Assignment: Report every line in the listing below where the string "brown" shows up.

----------

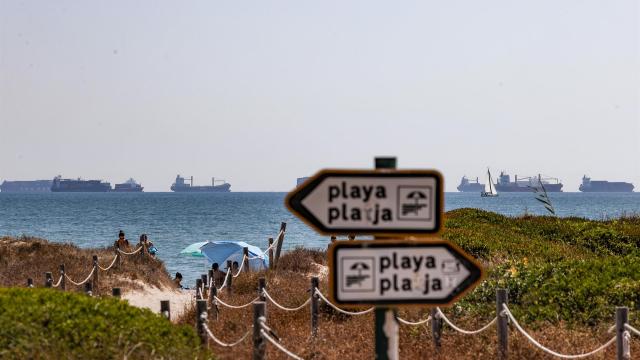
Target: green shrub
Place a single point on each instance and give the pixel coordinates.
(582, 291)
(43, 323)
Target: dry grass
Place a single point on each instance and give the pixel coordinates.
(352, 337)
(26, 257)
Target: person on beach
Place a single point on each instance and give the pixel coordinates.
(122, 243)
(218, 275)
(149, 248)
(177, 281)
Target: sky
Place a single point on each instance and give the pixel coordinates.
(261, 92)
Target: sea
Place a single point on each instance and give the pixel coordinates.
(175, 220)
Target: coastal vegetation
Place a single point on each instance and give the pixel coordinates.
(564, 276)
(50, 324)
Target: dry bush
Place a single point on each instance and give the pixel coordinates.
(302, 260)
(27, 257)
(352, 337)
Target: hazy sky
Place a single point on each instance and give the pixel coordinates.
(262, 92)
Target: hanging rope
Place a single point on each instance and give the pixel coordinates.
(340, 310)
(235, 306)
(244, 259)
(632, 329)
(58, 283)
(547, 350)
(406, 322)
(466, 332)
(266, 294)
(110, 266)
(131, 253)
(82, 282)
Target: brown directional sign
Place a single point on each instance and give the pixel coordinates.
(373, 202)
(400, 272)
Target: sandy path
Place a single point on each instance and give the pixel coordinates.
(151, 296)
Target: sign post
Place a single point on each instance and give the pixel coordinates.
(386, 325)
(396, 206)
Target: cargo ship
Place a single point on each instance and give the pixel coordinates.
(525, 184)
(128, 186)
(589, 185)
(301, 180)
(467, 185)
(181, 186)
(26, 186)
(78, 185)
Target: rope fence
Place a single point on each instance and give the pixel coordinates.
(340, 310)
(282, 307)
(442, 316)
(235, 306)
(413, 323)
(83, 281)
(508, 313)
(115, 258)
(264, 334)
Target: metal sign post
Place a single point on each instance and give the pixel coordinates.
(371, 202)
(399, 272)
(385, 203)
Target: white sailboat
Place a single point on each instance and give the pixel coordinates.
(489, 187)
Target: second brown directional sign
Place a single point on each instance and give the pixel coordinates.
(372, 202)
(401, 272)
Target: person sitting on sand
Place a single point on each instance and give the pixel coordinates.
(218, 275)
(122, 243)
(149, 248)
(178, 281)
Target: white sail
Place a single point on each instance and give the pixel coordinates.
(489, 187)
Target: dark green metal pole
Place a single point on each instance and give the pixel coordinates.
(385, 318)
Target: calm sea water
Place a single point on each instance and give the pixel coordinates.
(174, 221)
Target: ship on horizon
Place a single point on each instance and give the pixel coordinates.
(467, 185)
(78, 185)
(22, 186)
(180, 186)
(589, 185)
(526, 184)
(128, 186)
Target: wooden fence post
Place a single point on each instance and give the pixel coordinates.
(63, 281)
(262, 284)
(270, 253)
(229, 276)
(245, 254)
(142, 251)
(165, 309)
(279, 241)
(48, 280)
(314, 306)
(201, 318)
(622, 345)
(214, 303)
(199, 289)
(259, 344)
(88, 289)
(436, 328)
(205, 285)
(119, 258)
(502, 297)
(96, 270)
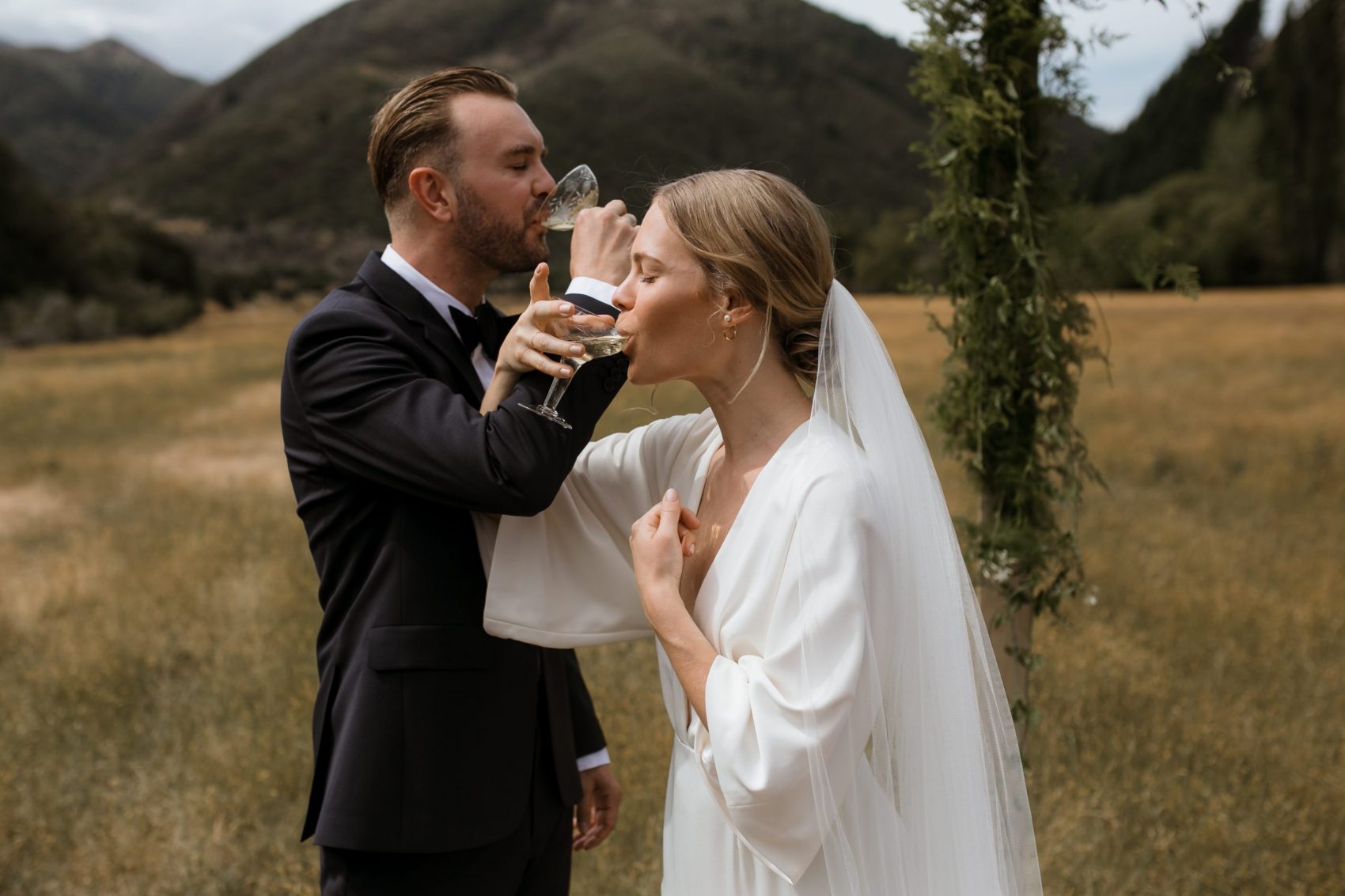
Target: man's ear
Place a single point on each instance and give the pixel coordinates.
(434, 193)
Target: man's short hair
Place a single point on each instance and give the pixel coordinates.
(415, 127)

----------

Response to the task:
Target: brown directional sign
Target: second brown directional sign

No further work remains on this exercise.